TWO Frome people have been recognised in the New Year’s Honours List.
Carnival organiser June Barnes has been awarded the MBE for services to the community while teacher Simon Pugh-Jones received an MBE for Services to Education.
“It was a very big surprise but a very pleasant one, of course. I’m absolutely delighted,” June told Frome Times. “I had a letter a few weeks ago but I couldn’t believe it. It’s a fantastic honour and very humbling.”
June has more than 35 years service to Frome Carnival, serving as Chair of the Carnival Committee and as Secretary of the Frome Carnival Charities Association which raises thousands of pounds every year for local people, groups and organisations.
She has also been chairman of Frome Netball Club for 62 years and is president of Somerset County Netball Association. She was a member of the Frome and District Youth Centre for many years, and helped secure its future when under threat last year; she is leader of the Wives Group at St John’s Church and Vice Chairman of the South Parade Club Committee.
“I would just like to pay tribute to all the people who work with me on Frome Carnival and the other organisations I’m involved with, as well as my family,” June added. “This award is recognition of the work they do and it’s as much for them as it is for me.”

**SUPPLIED ENTRIES:**
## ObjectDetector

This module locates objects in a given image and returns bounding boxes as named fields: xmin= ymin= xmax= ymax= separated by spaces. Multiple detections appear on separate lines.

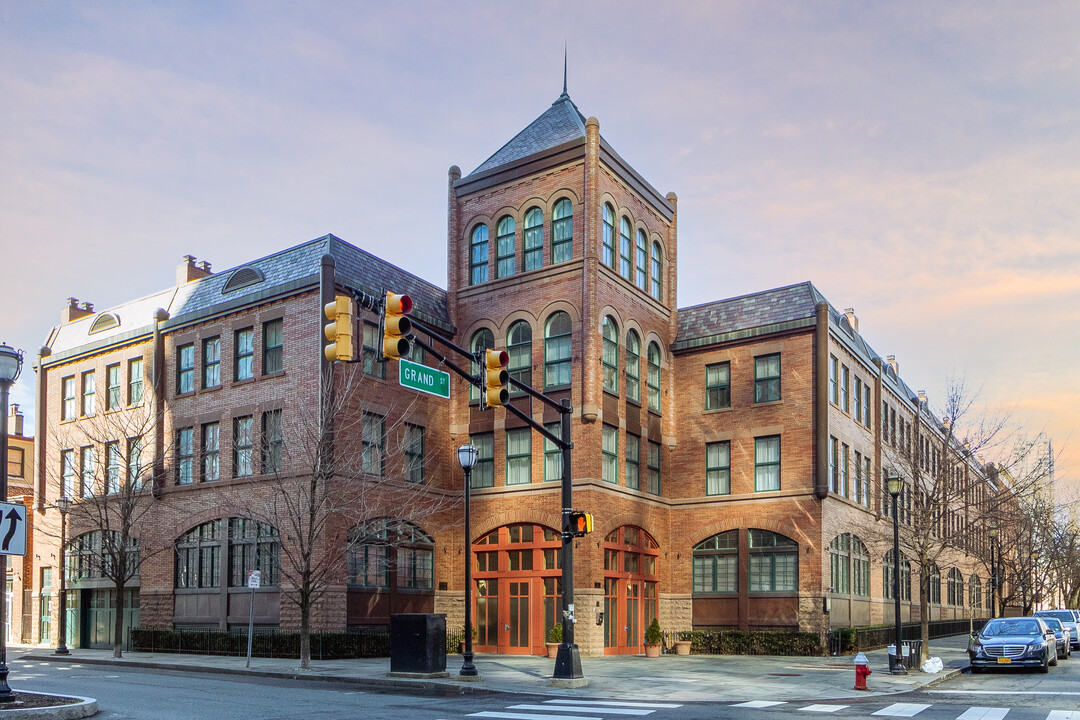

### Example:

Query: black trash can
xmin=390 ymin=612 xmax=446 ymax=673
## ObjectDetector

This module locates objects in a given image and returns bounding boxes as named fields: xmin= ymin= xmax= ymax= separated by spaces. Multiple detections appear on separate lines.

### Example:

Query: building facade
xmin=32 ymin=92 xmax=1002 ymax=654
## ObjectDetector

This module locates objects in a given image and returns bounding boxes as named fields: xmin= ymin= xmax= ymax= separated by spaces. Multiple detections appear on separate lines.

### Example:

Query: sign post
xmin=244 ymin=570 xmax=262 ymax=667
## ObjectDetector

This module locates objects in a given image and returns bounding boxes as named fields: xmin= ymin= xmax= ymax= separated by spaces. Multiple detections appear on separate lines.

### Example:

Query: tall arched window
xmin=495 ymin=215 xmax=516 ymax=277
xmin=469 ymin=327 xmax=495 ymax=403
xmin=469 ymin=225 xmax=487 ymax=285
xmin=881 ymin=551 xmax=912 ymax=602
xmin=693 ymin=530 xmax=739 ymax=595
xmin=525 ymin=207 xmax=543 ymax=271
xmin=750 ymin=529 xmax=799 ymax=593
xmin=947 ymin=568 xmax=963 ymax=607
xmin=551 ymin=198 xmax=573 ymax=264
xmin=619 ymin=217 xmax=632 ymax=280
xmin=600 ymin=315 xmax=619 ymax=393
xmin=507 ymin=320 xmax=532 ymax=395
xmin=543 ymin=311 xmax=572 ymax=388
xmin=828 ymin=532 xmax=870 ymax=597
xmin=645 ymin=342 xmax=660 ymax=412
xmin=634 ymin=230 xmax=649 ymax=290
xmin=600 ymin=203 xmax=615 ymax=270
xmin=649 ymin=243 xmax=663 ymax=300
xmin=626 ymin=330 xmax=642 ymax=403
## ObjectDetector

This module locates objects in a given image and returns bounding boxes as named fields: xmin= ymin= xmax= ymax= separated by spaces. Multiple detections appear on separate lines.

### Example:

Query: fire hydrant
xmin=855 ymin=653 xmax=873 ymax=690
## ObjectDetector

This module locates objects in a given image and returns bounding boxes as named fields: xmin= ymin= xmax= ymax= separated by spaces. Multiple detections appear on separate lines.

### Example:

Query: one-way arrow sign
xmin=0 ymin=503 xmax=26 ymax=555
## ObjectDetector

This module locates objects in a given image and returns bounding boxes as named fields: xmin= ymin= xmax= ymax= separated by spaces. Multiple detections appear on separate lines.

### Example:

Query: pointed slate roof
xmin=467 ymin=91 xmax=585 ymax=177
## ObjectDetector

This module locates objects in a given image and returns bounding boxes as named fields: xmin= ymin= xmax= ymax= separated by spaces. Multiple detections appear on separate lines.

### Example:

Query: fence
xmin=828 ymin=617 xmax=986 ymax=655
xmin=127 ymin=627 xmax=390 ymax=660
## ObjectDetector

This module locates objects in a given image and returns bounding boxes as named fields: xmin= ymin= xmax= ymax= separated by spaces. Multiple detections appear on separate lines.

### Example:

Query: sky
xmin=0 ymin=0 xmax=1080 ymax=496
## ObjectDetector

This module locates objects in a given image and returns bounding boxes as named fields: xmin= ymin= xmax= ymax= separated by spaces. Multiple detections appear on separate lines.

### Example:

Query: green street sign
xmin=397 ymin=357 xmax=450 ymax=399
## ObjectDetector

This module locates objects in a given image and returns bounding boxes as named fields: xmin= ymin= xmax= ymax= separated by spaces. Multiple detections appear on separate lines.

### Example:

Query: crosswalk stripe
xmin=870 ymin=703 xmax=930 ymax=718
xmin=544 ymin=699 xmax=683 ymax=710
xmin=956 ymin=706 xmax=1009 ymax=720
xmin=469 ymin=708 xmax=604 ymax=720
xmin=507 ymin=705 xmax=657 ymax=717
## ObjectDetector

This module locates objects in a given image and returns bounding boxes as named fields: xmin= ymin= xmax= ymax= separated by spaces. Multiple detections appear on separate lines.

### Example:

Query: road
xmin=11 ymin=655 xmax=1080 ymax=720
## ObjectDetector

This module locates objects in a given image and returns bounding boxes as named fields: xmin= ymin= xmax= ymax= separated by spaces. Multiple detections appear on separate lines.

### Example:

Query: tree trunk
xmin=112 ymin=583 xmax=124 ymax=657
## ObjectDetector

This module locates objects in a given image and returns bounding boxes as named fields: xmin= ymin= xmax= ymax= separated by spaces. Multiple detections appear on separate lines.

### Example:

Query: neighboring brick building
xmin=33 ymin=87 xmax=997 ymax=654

**SET OF TASKS:**
1 - Using the honours article, answer:
(a) For what was Simon Pugh-Jones awarded his MBE?
(b) For how many years has June Barnes been chairman of Frome Netball Club?
(c) Which group at St John's Church does June Barnes lead?
2 - Echo word for word the stretch of the honours article that begins at the words "June has more" and ends after the words "Parade Club Committee.".

**SOLUTION SET:**
1 -
(a) Services to Education
(b) 62 years
(c) The Wives Group

2 -
June has more than 35 years service to Frome Carnival, serving as Chair of the Carnival Committee and as Secretary of the Frome Carnival Charities Association which raises thousands of pounds every year for local people, groups and organisations.
She has also been chairman of Frome Netball Club for 62 years and is president of Somerset County Netball Association. She was a member of the Frome and District Youth Centre for many years, and helped secure its future when under threat last year; she is leader of the Wives Group at St John’s Church and Vice Chairman of the South Parade Club Committee.